• ASSIGNMENT
The finished copy should match every record exactly and contain no pictures.

• PROVIDED RECORDS
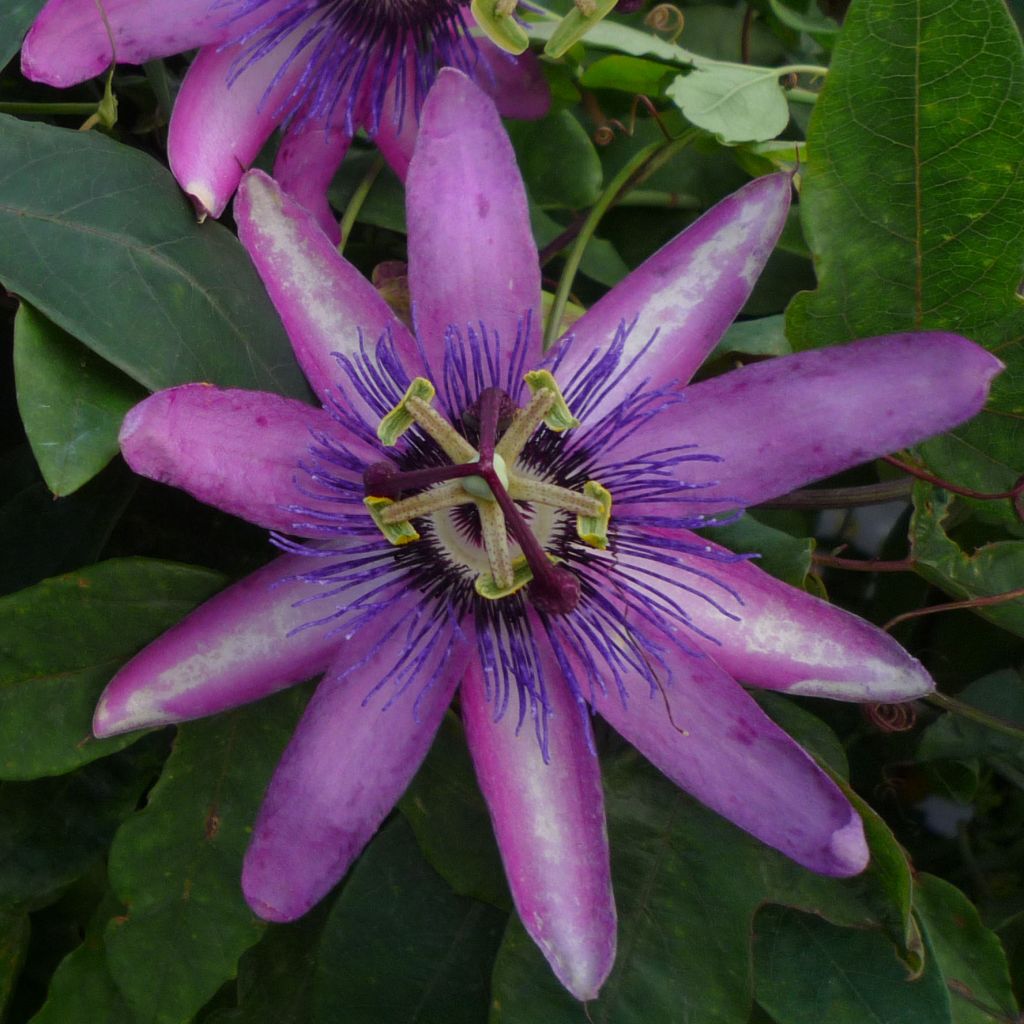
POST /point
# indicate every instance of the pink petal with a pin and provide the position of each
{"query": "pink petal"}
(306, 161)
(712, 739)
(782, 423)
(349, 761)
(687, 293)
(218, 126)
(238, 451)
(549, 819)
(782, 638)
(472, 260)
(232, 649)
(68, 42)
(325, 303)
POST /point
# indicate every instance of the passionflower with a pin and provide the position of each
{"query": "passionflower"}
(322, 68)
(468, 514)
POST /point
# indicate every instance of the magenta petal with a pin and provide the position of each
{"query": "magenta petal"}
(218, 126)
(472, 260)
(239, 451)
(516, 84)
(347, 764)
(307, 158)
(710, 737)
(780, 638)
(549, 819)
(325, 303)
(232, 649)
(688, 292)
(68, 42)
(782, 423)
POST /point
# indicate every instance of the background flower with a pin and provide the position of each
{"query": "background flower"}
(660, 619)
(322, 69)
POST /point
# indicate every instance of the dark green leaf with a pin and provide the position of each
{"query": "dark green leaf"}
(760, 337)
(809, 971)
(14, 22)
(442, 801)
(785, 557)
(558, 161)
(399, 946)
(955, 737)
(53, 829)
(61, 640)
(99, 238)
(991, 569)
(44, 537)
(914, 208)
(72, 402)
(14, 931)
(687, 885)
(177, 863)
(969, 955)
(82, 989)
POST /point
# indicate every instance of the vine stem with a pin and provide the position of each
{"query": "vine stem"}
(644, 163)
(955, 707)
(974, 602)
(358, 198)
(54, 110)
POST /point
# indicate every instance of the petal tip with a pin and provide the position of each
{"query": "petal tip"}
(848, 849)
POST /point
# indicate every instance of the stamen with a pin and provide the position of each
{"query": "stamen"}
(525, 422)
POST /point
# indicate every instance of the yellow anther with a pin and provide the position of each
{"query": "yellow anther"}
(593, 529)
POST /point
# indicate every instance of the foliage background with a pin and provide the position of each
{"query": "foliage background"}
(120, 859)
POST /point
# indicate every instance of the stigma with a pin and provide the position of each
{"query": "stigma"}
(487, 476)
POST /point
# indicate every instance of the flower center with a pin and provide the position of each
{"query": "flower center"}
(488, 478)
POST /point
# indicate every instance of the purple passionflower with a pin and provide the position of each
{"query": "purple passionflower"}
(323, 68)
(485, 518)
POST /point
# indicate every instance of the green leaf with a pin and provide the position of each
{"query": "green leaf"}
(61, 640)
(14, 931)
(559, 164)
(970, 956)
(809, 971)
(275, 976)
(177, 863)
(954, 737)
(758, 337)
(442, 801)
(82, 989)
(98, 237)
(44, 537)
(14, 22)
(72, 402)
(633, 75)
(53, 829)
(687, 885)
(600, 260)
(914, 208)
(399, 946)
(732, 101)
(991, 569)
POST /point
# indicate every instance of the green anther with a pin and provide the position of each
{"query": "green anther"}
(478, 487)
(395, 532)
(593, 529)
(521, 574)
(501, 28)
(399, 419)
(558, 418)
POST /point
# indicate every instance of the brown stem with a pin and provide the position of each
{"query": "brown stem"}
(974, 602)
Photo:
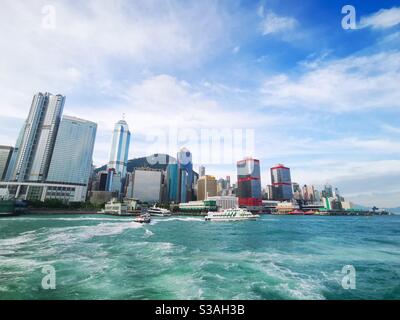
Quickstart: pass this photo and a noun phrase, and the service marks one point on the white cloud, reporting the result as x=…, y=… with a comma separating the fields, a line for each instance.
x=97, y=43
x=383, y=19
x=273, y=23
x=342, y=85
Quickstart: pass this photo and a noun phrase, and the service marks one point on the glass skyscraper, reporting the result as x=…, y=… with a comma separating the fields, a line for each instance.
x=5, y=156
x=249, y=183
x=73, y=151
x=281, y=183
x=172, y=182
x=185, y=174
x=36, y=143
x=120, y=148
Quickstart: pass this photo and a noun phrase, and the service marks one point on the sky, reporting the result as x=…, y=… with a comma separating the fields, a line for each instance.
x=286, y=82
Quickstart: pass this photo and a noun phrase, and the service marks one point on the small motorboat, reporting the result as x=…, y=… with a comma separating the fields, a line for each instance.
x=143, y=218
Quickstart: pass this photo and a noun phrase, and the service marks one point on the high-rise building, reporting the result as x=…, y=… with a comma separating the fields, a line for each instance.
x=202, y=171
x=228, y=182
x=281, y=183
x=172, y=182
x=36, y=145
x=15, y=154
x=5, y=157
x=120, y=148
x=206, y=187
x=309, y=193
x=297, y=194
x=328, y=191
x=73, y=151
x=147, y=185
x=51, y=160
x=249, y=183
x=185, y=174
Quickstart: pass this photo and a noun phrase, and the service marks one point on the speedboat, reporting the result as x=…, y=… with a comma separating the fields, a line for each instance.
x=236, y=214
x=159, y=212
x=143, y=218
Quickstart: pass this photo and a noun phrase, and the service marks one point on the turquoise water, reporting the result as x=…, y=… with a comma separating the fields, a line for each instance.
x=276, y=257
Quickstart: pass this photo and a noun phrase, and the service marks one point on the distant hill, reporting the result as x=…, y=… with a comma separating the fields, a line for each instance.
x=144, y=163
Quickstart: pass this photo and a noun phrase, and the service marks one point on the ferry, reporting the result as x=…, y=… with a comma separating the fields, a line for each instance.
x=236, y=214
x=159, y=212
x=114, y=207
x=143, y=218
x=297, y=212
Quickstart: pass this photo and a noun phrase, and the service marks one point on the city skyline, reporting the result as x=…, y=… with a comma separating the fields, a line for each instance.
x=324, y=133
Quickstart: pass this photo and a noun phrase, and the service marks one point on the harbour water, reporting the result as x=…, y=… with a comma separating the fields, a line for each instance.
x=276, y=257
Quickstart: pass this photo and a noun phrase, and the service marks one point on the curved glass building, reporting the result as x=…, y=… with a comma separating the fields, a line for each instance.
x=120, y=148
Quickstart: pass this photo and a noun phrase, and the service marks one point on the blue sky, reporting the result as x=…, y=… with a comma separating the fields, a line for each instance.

• WRITTEN SOLUTION
POST /point
# indicate every instance of the pink petal with a pin and provide the position of each
{"query": "pink petal"}
(306, 161)
(712, 739)
(782, 423)
(349, 761)
(687, 293)
(218, 126)
(238, 451)
(549, 819)
(782, 638)
(472, 260)
(232, 649)
(68, 42)
(325, 303)
POST /point
# indicate every instance of the passionflower with a pin and provide the position of each
{"query": "passionflower"}
(322, 68)
(468, 514)
POST /point
# indicate every instance of the magenta petal with a pin and provide the position of each
{"query": "magenta petal"}
(218, 126)
(472, 260)
(239, 451)
(516, 84)
(347, 764)
(307, 158)
(710, 737)
(780, 638)
(549, 819)
(325, 303)
(232, 649)
(688, 292)
(68, 42)
(782, 423)
POST /point
# indicate every instance of the background flower with a pin and provide the position of each
{"query": "background flower"}
(660, 619)
(322, 69)
POST /point
# indicate every instance of the dark green leaf with a pin and provide the position of each
{"query": "dark green leaf"}
(760, 337)
(809, 971)
(14, 22)
(442, 801)
(785, 557)
(558, 161)
(399, 946)
(955, 737)
(53, 829)
(61, 640)
(99, 238)
(991, 569)
(44, 537)
(914, 208)
(72, 402)
(14, 931)
(687, 885)
(177, 863)
(969, 955)
(82, 989)
POST /point
# indicate every instance of the vine stem with a pin and provide the position of each
{"query": "vine stem"}
(644, 163)
(955, 707)
(974, 602)
(358, 198)
(54, 110)
POST /point
# indicate every instance of the petal tip with a pin and provide the position of each
{"query": "petal tip"}
(848, 849)
POST /point
# indicate every instance of the stamen with a pin and provide the position of each
{"query": "stamen"}
(525, 422)
POST /point
# indicate every instance of the yellow anther with a pin and provide the position of each
{"query": "yellow anther"}
(593, 529)
POST /point
# indicate every instance of the foliage background with a pin and provide the position of each
{"query": "foliage background"}
(120, 859)
POST /point
# indicate every instance of the stigma with a pin and provide the position of each
{"query": "stigma"}
(487, 476)
POST /point
# indicate every instance of the flower center with a pin and provide the position of each
{"query": "flower center"}
(488, 478)
POST /point
# indicate every instance of the purple passionflower with a pin and provide the position of each
{"query": "purple passionflower"}
(323, 68)
(485, 518)
POST /point
# indicate every instance of the green leaf with a pin and provide the position of each
{"query": "green leaf"}
(61, 640)
(14, 931)
(559, 164)
(970, 956)
(809, 971)
(275, 976)
(177, 863)
(954, 737)
(758, 337)
(442, 801)
(82, 989)
(98, 237)
(44, 537)
(14, 22)
(72, 402)
(633, 75)
(53, 829)
(687, 885)
(600, 260)
(914, 208)
(399, 946)
(732, 101)
(991, 569)
POST /point
# indicate every instance of the green anther with a pin and provide the position of each
{"query": "green anther"}
(478, 487)
(395, 532)
(593, 529)
(521, 574)
(501, 28)
(399, 419)
(558, 418)
POST /point
# indicate every instance of the brown stem with a pin and provide the position of each
{"query": "brown stem"}
(974, 602)
Photo:
Quickstart: pass this photo and a noun phrase, and the service marks one point on the white cloud, reporting the result as x=…, y=… with a comma separating the fields, a line for each instance.
x=97, y=43
x=383, y=19
x=273, y=23
x=342, y=85
Quickstart: pass this photo and a noun phrase, and the service marks one point on the glass skyscraper, reporting the result as x=…, y=… with a comma separating the fields, a line for each instance.
x=5, y=156
x=249, y=183
x=73, y=151
x=281, y=183
x=172, y=182
x=185, y=174
x=36, y=143
x=120, y=148
Quickstart: pass this photo and a noun phrase, and the service marks one point on the sky, reporting the result as x=…, y=… with a comma separating the fields, a line for each instance.
x=286, y=82
Quickstart: pass this photo and a noun phrase, and the service marks one point on the small motorboat, reporting the result as x=…, y=… with a comma separating the fields, a line for each instance.
x=143, y=218
Quickstart: pass this photo and a noun phrase, and the service marks one point on the high-rise building, reporting the result as x=…, y=… with a comma separating the fields, a line for each instance.
x=202, y=171
x=228, y=182
x=281, y=183
x=172, y=182
x=36, y=145
x=15, y=154
x=5, y=157
x=120, y=148
x=206, y=187
x=309, y=193
x=297, y=194
x=328, y=191
x=73, y=151
x=147, y=185
x=51, y=160
x=249, y=183
x=185, y=174
Quickstart: pass this photo and a noun phrase, and the service marks one point on the speedboat, reporting the result as x=…, y=… with a comma separating the fields, a line for each instance.
x=236, y=214
x=159, y=212
x=143, y=218
Quickstart: pass this photo and a noun phrase, and the service marks one point on the turquoise water, reporting the result as x=…, y=… with a comma separating the fields, a line for each instance.
x=276, y=257
Quickstart: pass this photo and a noun phrase, and the service marks one point on the distant hill, reporting the result as x=…, y=… with a comma separating the fields, a line for each instance.
x=144, y=163
Quickstart: pass this photo and a noun phrase, and the service marks one point on the ferry, reporting the result as x=…, y=… with a comma separating the fields, a line for each instance.
x=236, y=214
x=159, y=212
x=114, y=207
x=143, y=218
x=297, y=212
Quickstart: pass this photo and a noun phrase, and the service marks one point on the city skyline, reporting the result as x=…, y=… with a comma separating the fields, a line for each instance.
x=324, y=133
Quickstart: pass this photo and a noun phrase, and the service marks one point on the harbour water, reporting the result as x=…, y=… with a comma separating the fields, a line for each instance.
x=276, y=257
Quickstart: pass this photo and a noun phrase, and the service marks one point on the curved glass building, reporting the result as x=…, y=… with a comma separating the fields, a line for each instance.
x=120, y=148
Quickstart: pass this photo and a noun phrase, and the service marks one point on the blue sky, reporting the result as x=…, y=… with a comma separating the fields, a line for each instance.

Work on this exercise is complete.